Questions on the material:
a: Copy the passage about umpire Mohamed Lahyani word for word, everything from "Lahyani was also" down to "and silver cufflinks.".
b: Continue the article on Mohamed Lahyani from the point where it stops.

Mohamed Lahyani (born 27 June 1966) is a Swedish tennis umpire. He is a Gold Badge Chair Umpire certified by the Association of Tennis Professionals. He is noted for presiding over the longest match in professional tennis history at the 2010 Wimbledon Championships. He was briefly suspended in 2018 for words of encouragement to Nick Kyrgios during a US Open match between Kyrgios and Pierre-Hugues Herbert.

== Early life ==
Lahyani was born in Morocco in 1966. His family emigrated to Sweden when he was a child.

== Career ==
Over the course of his career Lahyani officiated many high profile matches at both Grand Slam and ATP tournaments, including the 2013 Wimbledon Men's Singles Final, and the 2008, 2010, 2013, 2017, and 2020 ATP World Tour Finals' Finals.

Lahyani was also the Chair Umpire at the longest match in pro tennis history: the Isner–Mahut match at the 2010 Wimbledon Championships. Lahyani later said he was so gripped by "an amazing match" that he couldn't even think of "eating or needing a bathroom'. After the match, he was presented with a crystal bowl, a Wimbledon tie and silver cufflinks.

Extracted information:
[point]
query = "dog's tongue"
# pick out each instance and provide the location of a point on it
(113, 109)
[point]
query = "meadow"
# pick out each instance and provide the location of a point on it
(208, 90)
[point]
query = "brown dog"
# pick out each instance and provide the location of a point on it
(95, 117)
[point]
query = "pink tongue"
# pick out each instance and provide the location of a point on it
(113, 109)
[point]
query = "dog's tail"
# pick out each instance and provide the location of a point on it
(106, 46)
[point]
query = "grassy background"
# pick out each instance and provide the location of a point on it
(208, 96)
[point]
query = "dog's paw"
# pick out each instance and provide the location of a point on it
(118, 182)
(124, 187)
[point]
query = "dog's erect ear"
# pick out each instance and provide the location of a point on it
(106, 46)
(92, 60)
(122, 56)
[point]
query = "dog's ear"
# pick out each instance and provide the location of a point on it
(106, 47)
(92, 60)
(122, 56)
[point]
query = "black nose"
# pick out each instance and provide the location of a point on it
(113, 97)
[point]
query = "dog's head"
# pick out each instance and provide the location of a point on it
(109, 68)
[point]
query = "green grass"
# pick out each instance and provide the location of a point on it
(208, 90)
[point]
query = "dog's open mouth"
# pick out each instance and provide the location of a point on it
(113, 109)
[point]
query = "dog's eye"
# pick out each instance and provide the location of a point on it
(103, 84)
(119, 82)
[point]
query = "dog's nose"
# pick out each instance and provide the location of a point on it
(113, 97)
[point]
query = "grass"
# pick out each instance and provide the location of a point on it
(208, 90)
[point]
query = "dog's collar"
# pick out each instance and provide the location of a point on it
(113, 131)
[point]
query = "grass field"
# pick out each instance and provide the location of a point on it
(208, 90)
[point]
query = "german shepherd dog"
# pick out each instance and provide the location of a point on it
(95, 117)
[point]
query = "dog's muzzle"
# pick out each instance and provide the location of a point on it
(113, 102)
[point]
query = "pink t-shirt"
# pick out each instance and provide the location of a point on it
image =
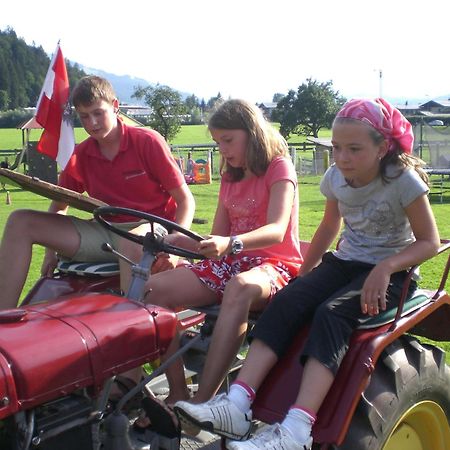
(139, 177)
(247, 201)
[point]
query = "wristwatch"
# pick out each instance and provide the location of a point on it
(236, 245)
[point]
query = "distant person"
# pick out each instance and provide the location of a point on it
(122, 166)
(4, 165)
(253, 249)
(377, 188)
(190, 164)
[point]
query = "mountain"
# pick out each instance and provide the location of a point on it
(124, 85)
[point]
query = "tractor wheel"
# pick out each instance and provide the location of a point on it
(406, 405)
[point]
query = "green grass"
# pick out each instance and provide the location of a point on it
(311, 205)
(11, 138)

...

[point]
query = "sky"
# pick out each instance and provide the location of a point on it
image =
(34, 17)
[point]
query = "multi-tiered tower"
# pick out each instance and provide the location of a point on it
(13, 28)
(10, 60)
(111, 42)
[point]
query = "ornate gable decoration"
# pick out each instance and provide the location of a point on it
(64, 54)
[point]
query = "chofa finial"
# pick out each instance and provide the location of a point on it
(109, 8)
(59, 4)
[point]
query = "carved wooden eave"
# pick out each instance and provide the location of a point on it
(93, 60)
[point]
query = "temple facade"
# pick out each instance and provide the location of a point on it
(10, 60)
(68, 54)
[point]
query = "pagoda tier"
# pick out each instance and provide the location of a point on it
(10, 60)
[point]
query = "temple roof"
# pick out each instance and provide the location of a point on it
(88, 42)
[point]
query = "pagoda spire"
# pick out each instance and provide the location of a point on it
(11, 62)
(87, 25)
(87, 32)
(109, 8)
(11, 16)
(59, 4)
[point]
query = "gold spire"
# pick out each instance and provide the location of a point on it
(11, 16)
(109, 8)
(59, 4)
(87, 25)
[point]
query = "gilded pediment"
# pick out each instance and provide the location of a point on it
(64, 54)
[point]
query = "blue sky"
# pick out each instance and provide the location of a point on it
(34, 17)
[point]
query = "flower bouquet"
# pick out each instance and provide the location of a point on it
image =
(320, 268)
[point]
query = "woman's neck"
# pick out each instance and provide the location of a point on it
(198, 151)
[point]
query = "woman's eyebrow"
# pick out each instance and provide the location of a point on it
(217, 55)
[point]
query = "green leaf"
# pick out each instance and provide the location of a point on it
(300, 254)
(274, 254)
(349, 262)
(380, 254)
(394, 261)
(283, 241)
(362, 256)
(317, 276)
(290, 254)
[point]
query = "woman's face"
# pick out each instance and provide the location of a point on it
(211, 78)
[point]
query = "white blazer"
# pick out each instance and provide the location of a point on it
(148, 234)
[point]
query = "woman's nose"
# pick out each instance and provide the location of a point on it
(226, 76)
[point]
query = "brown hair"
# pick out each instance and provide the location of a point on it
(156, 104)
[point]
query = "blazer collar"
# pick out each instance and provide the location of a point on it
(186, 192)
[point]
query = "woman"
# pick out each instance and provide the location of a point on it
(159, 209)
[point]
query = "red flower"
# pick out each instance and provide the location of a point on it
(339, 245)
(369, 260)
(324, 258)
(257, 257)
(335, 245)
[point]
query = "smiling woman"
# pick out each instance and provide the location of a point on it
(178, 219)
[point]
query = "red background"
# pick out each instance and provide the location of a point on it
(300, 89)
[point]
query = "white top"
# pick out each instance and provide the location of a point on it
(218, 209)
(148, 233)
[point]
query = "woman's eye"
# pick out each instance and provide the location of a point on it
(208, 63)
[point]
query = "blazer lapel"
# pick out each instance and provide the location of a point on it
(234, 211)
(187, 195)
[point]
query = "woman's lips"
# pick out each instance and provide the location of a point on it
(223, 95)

Set of answers:
a:
Lahyani was also the Chair Umpire at the longest match in pro tennis history: the Isner–Mahut match at the 2010 Wimbledon Championships. Lahyani later said he was so gripped by "an amazing match" that he couldn't even think of "eating or needing a bathroom'. After the match, he was presented with a crystal bowl, a Wimbledon tie and silver cufflinks.

b:
When a Canadian tennis reporter Tom Tebbutt surveyed a number of tennis journalists at the 2014 ATP World Tour Finals, the majority voted Lahyani as the best Chair Umpire. Lahyani is particularly known for a very distinctive way he often announces the score, toning it up or down depending on the score. For instance, when the server faces two break points, Lahyani would announce the score as "fifteen-FORTY", with an emphasis on "FORTY".

At the 2018 US Open Lahyani made headlines after his controversial behaviour during the match between Nick Kyrgios and Pierre-Hugues Herbert, when he climbed down from his chair and encouraged Kyrgios to put in extra effort. At the time Kyrgios was losing by a set and a break, but after Lahyani's comments, recovered and won the match. After criticism from current and former players, Lahyani was suspended for the next two tournaments.